Stated problem -
How many of the lines below contain the word "column"? Case counts, so match capitals exactly, and give only the number.

Items listed in a dataset
══════

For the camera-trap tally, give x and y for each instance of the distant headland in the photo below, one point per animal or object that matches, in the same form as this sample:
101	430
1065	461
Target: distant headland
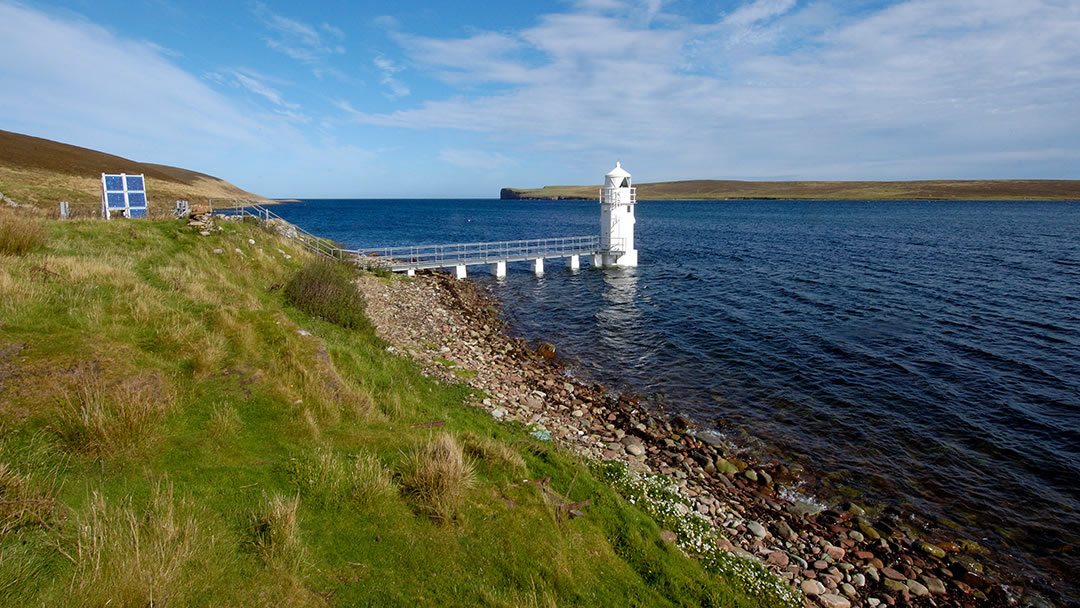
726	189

══════

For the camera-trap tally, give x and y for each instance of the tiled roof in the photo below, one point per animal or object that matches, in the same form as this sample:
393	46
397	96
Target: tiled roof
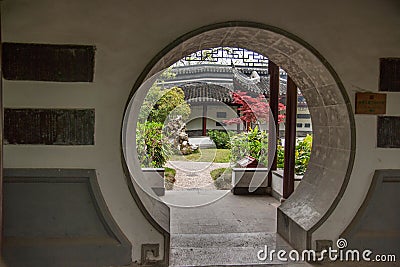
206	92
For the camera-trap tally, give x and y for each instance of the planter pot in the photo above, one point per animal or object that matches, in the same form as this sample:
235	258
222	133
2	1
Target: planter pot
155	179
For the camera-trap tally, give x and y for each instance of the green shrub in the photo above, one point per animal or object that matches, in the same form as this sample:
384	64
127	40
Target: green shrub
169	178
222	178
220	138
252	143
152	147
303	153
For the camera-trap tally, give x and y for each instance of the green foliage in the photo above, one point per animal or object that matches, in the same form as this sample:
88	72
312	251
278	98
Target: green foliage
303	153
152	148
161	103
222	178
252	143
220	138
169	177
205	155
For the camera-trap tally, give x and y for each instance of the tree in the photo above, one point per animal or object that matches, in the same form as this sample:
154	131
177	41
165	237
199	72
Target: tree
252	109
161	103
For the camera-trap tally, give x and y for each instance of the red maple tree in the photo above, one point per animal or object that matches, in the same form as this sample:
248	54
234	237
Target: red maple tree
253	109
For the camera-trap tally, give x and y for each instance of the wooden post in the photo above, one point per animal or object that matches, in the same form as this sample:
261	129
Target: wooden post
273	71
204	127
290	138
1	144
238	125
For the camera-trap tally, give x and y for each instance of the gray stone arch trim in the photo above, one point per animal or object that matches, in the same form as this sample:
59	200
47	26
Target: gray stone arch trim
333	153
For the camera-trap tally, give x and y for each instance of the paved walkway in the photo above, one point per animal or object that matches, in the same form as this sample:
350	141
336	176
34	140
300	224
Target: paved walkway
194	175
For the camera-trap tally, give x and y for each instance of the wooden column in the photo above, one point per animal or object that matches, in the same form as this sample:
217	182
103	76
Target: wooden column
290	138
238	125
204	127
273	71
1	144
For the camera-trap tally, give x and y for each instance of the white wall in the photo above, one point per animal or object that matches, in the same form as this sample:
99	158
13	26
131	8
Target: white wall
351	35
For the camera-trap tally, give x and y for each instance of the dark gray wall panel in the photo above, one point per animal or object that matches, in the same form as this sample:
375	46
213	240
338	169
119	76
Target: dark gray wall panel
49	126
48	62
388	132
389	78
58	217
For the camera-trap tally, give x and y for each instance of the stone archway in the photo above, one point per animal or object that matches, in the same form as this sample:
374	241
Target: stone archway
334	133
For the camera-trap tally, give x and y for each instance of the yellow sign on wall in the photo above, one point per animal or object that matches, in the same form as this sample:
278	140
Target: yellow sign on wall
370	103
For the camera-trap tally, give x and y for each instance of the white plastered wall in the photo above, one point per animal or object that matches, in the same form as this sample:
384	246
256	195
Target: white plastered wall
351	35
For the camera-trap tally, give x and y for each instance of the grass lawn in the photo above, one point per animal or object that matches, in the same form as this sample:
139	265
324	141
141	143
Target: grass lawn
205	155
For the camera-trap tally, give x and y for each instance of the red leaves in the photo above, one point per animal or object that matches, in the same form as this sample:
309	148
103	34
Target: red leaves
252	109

══════

Output for this task -
2